*EXERCISE BRIEF*. Beginning at the line that contains "Wildlife-tally tagging: find every instance of the sea", reproduce every line to the end of the material without changing any of them.

-.-.-

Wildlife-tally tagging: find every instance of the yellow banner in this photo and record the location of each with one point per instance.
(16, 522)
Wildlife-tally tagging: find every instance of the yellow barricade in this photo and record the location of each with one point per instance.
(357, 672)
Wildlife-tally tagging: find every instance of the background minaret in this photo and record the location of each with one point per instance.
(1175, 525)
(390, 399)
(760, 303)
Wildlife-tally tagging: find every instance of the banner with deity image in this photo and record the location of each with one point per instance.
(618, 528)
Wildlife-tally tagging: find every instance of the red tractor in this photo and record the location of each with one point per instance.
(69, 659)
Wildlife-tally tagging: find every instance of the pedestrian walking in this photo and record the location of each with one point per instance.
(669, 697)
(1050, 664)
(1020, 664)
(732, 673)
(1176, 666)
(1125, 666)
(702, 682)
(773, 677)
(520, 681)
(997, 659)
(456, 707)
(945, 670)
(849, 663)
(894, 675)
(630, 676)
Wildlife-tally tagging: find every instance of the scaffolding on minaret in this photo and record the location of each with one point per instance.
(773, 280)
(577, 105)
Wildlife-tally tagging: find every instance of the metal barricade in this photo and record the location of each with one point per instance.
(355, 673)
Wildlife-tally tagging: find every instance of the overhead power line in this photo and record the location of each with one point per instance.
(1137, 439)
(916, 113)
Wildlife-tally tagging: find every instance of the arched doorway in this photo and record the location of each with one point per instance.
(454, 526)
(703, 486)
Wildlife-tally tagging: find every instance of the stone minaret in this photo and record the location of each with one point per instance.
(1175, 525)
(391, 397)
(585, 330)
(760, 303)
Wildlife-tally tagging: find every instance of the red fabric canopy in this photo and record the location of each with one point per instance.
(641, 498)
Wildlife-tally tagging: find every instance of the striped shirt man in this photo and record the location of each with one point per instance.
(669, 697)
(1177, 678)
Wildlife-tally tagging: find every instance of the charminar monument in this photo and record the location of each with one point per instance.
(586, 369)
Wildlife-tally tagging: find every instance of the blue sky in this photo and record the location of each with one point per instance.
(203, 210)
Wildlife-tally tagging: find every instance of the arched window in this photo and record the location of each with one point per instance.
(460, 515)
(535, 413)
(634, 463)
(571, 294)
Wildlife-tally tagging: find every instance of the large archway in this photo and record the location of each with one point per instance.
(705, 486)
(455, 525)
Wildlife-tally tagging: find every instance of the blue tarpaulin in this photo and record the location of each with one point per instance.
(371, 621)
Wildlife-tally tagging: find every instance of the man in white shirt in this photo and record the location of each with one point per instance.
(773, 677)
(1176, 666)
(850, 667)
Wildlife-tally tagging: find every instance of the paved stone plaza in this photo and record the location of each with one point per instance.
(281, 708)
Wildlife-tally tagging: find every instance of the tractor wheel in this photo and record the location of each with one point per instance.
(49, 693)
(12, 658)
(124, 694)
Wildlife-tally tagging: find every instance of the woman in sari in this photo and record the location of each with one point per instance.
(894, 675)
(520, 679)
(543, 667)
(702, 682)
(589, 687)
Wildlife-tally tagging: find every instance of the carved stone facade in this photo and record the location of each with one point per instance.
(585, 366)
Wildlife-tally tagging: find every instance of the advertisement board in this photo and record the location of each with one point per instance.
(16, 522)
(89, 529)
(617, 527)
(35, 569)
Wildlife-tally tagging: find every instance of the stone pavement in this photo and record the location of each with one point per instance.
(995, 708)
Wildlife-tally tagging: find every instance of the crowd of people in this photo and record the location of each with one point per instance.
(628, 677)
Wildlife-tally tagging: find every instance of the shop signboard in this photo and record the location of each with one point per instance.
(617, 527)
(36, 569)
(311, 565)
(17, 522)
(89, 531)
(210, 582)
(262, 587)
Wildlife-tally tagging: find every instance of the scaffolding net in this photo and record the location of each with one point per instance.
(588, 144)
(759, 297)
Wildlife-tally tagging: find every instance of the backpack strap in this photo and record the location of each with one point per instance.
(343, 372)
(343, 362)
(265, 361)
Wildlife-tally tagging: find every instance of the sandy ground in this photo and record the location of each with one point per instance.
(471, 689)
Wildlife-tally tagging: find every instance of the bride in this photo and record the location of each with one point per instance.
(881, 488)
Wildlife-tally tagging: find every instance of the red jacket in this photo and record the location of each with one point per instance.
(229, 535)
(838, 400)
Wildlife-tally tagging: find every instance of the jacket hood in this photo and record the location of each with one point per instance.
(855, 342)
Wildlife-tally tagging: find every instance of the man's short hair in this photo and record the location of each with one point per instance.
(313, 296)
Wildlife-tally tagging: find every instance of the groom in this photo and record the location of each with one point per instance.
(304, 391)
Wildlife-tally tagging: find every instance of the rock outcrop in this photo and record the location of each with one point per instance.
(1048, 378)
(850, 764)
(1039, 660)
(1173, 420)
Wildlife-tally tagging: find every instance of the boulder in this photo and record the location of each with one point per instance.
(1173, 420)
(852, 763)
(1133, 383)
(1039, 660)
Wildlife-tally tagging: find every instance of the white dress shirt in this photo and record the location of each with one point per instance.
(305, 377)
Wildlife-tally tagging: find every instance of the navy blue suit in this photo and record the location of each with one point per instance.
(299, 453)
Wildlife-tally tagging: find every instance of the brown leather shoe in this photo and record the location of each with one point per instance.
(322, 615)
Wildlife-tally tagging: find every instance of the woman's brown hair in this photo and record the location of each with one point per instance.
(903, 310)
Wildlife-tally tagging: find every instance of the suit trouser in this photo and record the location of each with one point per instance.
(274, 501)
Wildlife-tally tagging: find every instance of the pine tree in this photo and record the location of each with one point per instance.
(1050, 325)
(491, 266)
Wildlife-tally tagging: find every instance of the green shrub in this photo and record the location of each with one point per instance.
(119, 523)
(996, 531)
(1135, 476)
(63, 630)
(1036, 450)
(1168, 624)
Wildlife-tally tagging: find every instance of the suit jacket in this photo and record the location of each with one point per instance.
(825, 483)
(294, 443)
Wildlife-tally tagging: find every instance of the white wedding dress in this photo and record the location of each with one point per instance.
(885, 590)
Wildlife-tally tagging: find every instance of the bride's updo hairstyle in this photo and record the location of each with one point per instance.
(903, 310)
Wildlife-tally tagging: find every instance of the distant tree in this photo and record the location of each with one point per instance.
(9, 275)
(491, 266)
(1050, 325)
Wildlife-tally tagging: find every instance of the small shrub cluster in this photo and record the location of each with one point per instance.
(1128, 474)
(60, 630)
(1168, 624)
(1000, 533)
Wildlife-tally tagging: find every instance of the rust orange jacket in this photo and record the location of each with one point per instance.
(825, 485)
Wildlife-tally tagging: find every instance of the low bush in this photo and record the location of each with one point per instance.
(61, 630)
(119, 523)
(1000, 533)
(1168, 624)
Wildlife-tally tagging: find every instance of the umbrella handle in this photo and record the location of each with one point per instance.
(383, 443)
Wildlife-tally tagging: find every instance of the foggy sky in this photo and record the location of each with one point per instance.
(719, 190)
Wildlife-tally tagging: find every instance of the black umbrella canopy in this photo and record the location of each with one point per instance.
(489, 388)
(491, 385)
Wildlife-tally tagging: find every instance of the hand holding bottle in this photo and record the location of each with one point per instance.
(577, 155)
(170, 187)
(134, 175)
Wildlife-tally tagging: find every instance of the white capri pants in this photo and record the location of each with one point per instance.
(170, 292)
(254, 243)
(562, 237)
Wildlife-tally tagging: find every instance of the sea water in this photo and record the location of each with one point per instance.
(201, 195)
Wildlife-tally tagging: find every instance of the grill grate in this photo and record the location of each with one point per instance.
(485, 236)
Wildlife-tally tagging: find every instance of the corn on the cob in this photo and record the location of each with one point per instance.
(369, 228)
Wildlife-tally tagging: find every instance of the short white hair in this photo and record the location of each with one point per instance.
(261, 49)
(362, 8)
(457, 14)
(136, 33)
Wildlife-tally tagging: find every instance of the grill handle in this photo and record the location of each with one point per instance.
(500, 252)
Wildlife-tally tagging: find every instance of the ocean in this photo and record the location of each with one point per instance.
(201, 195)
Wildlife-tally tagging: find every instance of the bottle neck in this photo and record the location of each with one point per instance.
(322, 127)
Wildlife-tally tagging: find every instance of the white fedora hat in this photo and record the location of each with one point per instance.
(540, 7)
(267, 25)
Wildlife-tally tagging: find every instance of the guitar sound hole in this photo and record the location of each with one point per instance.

-.-.-

*WRITTEN REPLY*.
Wildlife-tally tagging: find every instance of the sea water in this photo and record the location of each with one point per instance.
(201, 195)
Wildlife-tally tagging: find every instance of the grill grate in this photo and record the location of each with one point per instance.
(485, 236)
Wildlife-tally tagging: find every instance of the corn on the cob in this photo and record the location of each with one point per instance.
(369, 228)
Wildlife-tally tagging: find every instance of the short white hair in this photo and record the location of each with one point per instance.
(261, 49)
(362, 8)
(457, 14)
(136, 33)
Wildlife-tally tagging: find every instance of the grill handle in this photo and record the location of each with one point per instance.
(500, 252)
Wildlife-tally tagging: find every instance of the ocean in this photo and record the location of each with one point per instance.
(201, 195)
Wildlife-tally tagging: find every instance of the bottle neck in this photo and record the location of each with one point per instance.
(322, 127)
Wildlife-tally tagging: find every instance of the white fedora hat in this photo and record the location of each with one point per instance.
(540, 7)
(267, 25)
Wildlife-tally tagging: find every instance of the guitar sound hole in this photo and record the location of each with one point per instance.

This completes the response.